**WORK ITEM:** A verbatim copy of every entry is required.

**Items listed in a dataset:**

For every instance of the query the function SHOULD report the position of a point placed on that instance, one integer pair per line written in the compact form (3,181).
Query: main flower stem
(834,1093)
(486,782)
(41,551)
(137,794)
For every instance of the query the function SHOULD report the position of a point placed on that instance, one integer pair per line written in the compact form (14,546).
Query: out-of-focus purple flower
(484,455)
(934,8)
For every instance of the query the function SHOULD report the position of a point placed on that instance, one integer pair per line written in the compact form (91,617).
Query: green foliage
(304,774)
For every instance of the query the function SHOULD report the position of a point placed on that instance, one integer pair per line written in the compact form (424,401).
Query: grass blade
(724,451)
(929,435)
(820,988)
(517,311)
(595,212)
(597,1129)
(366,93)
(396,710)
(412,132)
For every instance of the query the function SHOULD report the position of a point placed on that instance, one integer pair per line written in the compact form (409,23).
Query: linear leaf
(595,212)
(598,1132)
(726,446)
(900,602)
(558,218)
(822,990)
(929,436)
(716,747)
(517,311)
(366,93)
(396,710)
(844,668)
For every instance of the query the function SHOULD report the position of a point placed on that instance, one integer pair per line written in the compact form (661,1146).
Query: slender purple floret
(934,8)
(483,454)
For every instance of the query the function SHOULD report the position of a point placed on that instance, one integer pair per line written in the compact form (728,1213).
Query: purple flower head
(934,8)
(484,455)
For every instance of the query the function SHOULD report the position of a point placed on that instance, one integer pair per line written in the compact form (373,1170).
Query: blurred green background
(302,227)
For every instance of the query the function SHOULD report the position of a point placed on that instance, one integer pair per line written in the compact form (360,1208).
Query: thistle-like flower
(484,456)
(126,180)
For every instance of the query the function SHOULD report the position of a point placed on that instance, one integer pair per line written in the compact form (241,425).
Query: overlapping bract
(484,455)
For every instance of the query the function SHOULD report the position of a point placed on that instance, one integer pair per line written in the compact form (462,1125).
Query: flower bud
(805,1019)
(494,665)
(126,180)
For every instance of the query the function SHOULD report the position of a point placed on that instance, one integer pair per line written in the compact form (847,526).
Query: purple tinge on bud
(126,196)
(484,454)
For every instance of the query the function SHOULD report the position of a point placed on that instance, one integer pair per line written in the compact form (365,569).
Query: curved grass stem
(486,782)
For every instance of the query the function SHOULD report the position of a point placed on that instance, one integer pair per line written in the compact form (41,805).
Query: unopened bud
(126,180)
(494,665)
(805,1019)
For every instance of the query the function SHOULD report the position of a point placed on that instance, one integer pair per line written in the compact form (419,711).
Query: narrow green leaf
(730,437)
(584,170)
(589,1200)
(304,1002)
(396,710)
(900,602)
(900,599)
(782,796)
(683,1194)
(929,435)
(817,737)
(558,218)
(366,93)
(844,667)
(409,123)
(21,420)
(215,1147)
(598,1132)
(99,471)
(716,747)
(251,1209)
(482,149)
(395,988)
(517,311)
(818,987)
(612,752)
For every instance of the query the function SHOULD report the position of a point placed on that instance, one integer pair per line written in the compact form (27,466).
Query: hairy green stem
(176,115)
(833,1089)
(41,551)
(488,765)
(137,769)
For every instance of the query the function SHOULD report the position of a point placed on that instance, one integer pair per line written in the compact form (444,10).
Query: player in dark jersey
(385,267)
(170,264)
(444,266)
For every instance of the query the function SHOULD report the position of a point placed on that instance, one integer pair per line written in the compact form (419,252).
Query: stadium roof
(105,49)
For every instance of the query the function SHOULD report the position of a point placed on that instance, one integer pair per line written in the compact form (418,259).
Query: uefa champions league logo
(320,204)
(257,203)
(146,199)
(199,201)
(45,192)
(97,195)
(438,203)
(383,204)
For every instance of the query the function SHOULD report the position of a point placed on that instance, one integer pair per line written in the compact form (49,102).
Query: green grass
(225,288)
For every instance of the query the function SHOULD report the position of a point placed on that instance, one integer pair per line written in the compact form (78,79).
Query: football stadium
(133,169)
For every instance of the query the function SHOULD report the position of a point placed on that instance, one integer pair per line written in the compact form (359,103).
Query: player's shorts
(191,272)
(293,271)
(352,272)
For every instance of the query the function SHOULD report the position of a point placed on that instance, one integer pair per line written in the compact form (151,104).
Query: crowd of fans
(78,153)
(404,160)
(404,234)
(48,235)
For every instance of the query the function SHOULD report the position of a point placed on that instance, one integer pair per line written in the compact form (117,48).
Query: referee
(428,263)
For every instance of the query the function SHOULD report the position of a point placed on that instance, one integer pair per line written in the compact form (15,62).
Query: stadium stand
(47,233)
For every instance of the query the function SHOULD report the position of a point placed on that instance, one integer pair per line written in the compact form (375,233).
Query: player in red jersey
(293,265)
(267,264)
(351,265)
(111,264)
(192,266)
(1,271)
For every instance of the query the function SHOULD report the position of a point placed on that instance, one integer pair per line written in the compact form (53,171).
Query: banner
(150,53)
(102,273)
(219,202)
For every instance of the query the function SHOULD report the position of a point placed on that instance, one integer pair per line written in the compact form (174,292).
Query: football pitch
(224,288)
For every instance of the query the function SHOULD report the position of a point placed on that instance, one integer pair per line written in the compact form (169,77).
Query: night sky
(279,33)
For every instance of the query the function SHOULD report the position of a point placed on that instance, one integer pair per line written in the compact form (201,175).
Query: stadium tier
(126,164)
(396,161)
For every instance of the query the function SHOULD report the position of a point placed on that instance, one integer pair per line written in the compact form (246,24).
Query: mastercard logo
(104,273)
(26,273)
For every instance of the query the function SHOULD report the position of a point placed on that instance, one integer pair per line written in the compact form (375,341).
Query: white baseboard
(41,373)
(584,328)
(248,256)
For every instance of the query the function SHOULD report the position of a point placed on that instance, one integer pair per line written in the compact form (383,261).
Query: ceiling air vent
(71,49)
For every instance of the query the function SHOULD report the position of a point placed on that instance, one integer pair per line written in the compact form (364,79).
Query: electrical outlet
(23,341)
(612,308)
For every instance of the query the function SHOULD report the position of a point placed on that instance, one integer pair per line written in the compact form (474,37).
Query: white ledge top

**TASK RESPONSE:**
For every instance of the query the function SHOULD report the position of a point placed on that instance, one integer pair per line written in the compact form (3,181).
Query: main flower stem
(834,1093)
(486,782)
(41,551)
(137,794)
For every instance of the query the function SHOULD report the position of a point placed on that instance, one integer pair per line written in the compact form (14,546).
Query: out-of-focus purple flower
(484,455)
(934,8)
For every instance of the query the function SHOULD report the position of a point placed on that instance, one integer pair per line written in the compact form (91,617).
Query: green foliage
(304,774)
For every instance of the query the function SHOULD report the position of a point placed on that instance, one integer pair per line written in the compact form (424,401).
Query: grass blade
(724,451)
(929,435)
(820,988)
(517,311)
(595,212)
(597,1129)
(366,93)
(396,710)
(412,132)
For every instance of the query the function SHOULD report the position of a point placed on that instance, one integer pair per line written in the compact form (409,23).
Query: linear leaf
(595,212)
(598,1132)
(726,446)
(900,602)
(558,218)
(822,990)
(929,436)
(716,747)
(517,311)
(366,93)
(396,710)
(844,668)
For every instance of the query the function SHOULD report the position of a point placed on that instance, one integer pair per line written in the compact form (661,1146).
Query: slender purple floret
(934,8)
(483,454)
For every instance of the query the function SHOULD report the position of a point placed on that instance, one integer pair per line written in the compact form (728,1213).
Query: purple flower head
(934,8)
(484,455)
For every instance of the query the function SHOULD report the position of a point placed on that instance, one integer pair per line written in the compact form (373,1170).
Query: blurred green background
(302,227)
For every instance of the query the function SHOULD report the position of a point placed on that instance, one integer pair per line written in the compact form (360,1208).
Query: thistle-like flower
(484,456)
(126,180)
For every instance of the query the function SHOULD report the position of a point placed on that instance, one integer pair per line written in the compact form (241,425).
Query: overlapping bract
(484,455)
For every instance of the query the function SHOULD report the position of a point placed on that instance, one integer pair per line written in the compact form (462,1125).
Query: flower bud
(805,1019)
(494,665)
(126,180)
For every instance of the query the function SHOULD report the position of a point placed on that instance, one integer pair per line written in the compact form (847,526).
Query: purple tinge on bud
(126,196)
(484,454)
For every instance of the query the function SHOULD report the position of a point placed on that instance, one integer pair per line written in the compact form (365,569).
Query: curved grass stem
(486,782)
For every instance of the query the function SHOULD report the position of a point placed on that instance, one integer pair per line written in the compact form (41,805).
Query: unopened bud
(126,180)
(494,665)
(805,1019)
For every instance of the query the function SHOULD report the position of a point placed on that instance, one integer pair per line written in the compact form (419,711).
Query: narrow green leaf
(730,437)
(584,170)
(589,1200)
(304,1002)
(396,710)
(900,602)
(900,599)
(782,796)
(683,1194)
(929,435)
(817,737)
(558,218)
(366,93)
(844,667)
(409,123)
(21,420)
(215,1147)
(598,1132)
(99,471)
(716,747)
(251,1209)
(482,149)
(395,988)
(517,311)
(818,987)
(612,752)
For every instance of the query the function SHOULD report the position of a point placed on that instance, one integer pair per line written in the compact form (27,466).
Query: hairy green stem
(176,115)
(833,1089)
(41,551)
(488,765)
(137,769)
For every instance of the query the function SHOULD report the position of a point placed on that instance, one integer pair per line written in the compact form (444,10).
Query: player in dark jersey
(385,267)
(170,264)
(444,266)
For every instance of the query the function SHOULD report the position of a point placed on that instance, one integer pair per line written in the compact form (419,252).
Query: stadium roof
(105,49)
For every instance of the query the function SHOULD report the position of a point placed on that instance, one integer pair per line written in the compact form (418,259).
Query: uefa champions league logo
(320,204)
(257,203)
(146,199)
(199,201)
(45,192)
(97,195)
(438,203)
(383,204)
For every instance of the query the function SHOULD report the position of a point placed on that instance, one integer pair per line written in the compact form (49,102).
Query: green grass
(225,288)
For every instance of the query the function SHOULD report the position of a point placed on that instance, one integer pair per line written in the compact form (78,79).
Query: football stadium
(133,169)
For every instance of the query the function SHOULD report the position of a point placed on that instance, one integer pair per line written in the compact form (359,103).
Query: player's shorts
(191,272)
(293,271)
(352,272)
For every instance of the query the function SHOULD report the position of a point placed on that instance, one integer pair per line written in the compact form (151,104).
Query: crowd of fans
(78,153)
(404,160)
(404,234)
(48,235)
For every instance of the query the function SHOULD report the position of a point placed on that instance, one integer pair per line written in the compact form (117,48).
Query: referee
(428,263)
For every instance of the query the function SHOULD report the position of a point placed on that instance, one integer pair per line written in the compact form (15,62).
Query: stadium stand
(47,233)
For every instance of the query the function SHOULD report the position of a point placed on that instance, one integer pair per line written in the compact form (375,233).
Query: player in red jersey
(293,265)
(267,264)
(351,265)
(111,264)
(192,266)
(1,271)
For every instance of the query the function SHOULD report the position of a point placed on that instance, one integer pair per line written in the compact form (53,171).
Query: banner
(150,53)
(102,273)
(219,202)
For every instance of the query the function SHOULD report the position of a point placed on that instance, one integer pair per line written in the compact form (174,292).
Query: football pitch
(224,288)
For every instance of the query the function SHOULD report the position of a point placed on that instance, one integer pair per line written in the compact form (169,77).
Query: night sky
(279,33)
For every instance of the query the function SHOULD report the position of a point placed on that instance, one integer pair per line written in the compact form (201,175).
Query: stadium tier
(126,164)
(396,161)
For every instance of the query the function SHOULD report the position of a point placed on that instance, one integer pair per line written in the compact form (246,24).
Query: mastercard logo
(104,273)
(26,273)
For every instance of the query the function SHOULD report the position of a point placed on that instance, one integer pair per line written in the compact form (375,341).
Query: white baseboard
(41,373)
(584,328)
(248,256)
For every instance of the query the function SHOULD report the position of a point placed on that instance, one integer pair per line written in the compact form (383,261).
Query: ceiling air vent
(71,49)
For every instance of the query the function SHOULD report the position of a point placed on that instance, one integer pair per line written in the compact form (364,79).
Query: electrical outlet
(23,341)
(612,308)
For every instance of the query the function SHOULD report the position of a point placed on that instance, one integer pair per line written in the compact form (474,37).
Query: white ledge top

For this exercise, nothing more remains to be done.